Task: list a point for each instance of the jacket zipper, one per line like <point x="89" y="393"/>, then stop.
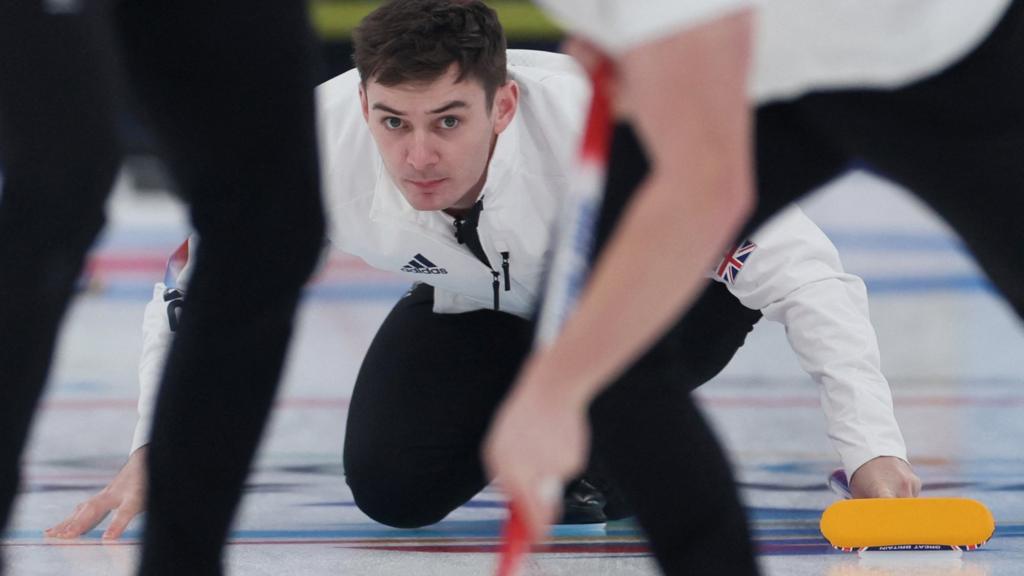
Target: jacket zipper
<point x="466" y="233"/>
<point x="505" y="269"/>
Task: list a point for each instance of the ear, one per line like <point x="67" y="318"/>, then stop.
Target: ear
<point x="364" y="104"/>
<point x="505" y="105"/>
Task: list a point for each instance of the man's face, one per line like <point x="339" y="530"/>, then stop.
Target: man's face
<point x="436" y="136"/>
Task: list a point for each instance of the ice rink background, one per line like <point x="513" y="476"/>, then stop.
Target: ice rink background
<point x="949" y="346"/>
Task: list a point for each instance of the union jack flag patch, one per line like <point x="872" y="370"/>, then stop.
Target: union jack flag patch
<point x="733" y="261"/>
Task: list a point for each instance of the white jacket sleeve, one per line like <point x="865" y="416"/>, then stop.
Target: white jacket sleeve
<point x="795" y="277"/>
<point x="158" y="333"/>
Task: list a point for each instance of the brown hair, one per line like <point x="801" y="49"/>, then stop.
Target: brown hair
<point x="419" y="40"/>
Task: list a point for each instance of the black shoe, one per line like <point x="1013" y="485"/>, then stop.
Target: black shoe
<point x="583" y="503"/>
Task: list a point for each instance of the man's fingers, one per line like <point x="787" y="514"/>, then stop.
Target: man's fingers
<point x="122" y="518"/>
<point x="87" y="517"/>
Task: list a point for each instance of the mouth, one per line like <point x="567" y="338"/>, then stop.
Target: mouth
<point x="426" y="184"/>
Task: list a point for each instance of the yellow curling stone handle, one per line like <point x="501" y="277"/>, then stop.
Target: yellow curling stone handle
<point x="891" y="522"/>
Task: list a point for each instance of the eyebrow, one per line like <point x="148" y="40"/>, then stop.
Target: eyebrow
<point x="448" y="107"/>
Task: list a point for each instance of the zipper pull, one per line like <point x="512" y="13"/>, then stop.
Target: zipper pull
<point x="495" y="285"/>
<point x="505" y="269"/>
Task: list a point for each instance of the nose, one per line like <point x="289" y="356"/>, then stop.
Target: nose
<point x="421" y="153"/>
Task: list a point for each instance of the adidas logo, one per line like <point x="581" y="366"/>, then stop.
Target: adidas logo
<point x="420" y="264"/>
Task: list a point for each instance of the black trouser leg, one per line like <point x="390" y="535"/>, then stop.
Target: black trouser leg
<point x="422" y="404"/>
<point x="58" y="157"/>
<point x="652" y="438"/>
<point x="229" y="88"/>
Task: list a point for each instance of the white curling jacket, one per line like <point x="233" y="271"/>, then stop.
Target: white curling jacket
<point x="790" y="271"/>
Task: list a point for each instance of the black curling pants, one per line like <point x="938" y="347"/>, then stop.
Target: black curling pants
<point x="228" y="88"/>
<point x="430" y="383"/>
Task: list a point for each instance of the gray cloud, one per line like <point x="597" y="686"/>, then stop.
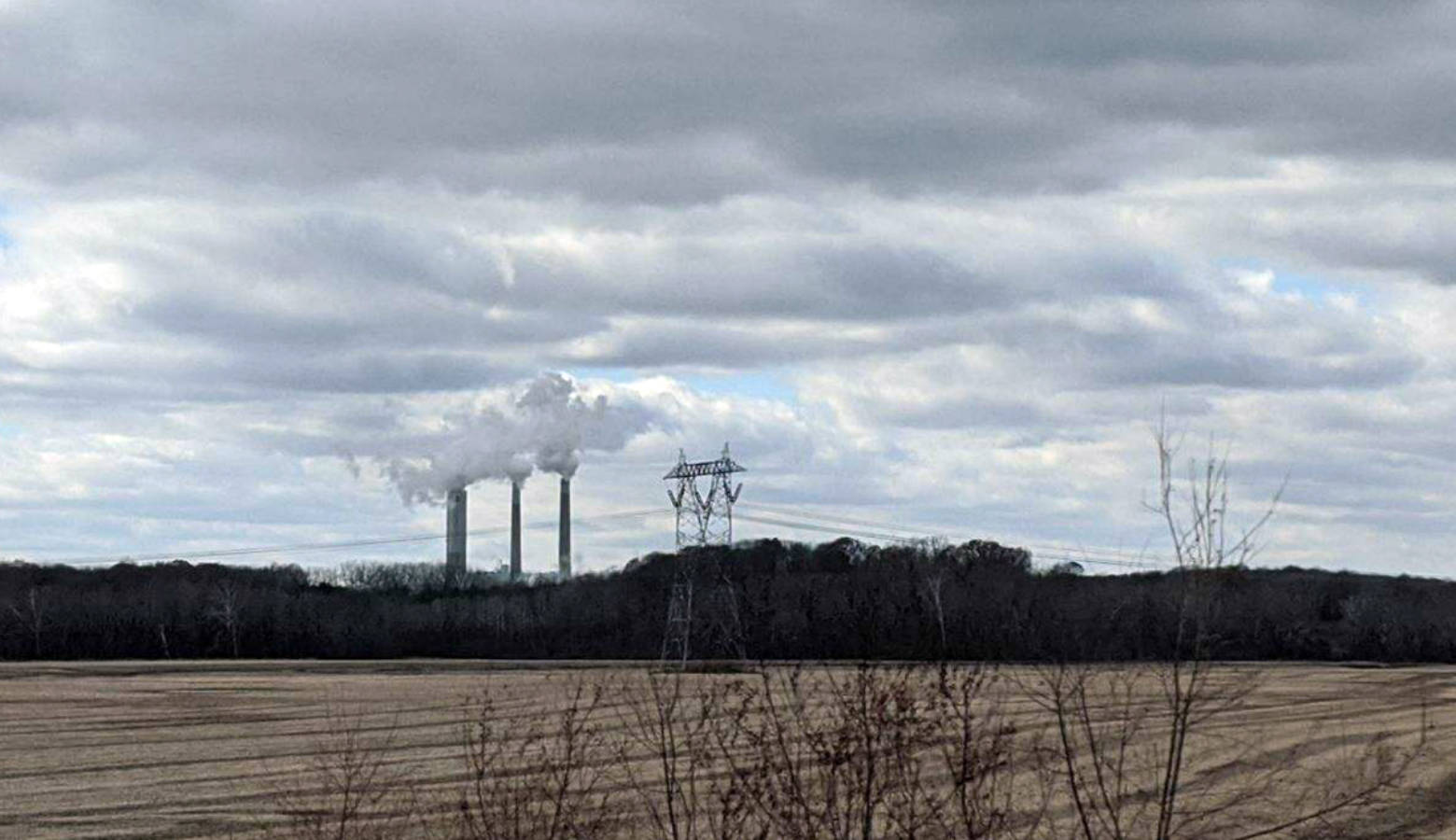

**Aim of the task:**
Please tally the lines in the items above that contain the string "curling", and give only the number.

**The response:**
6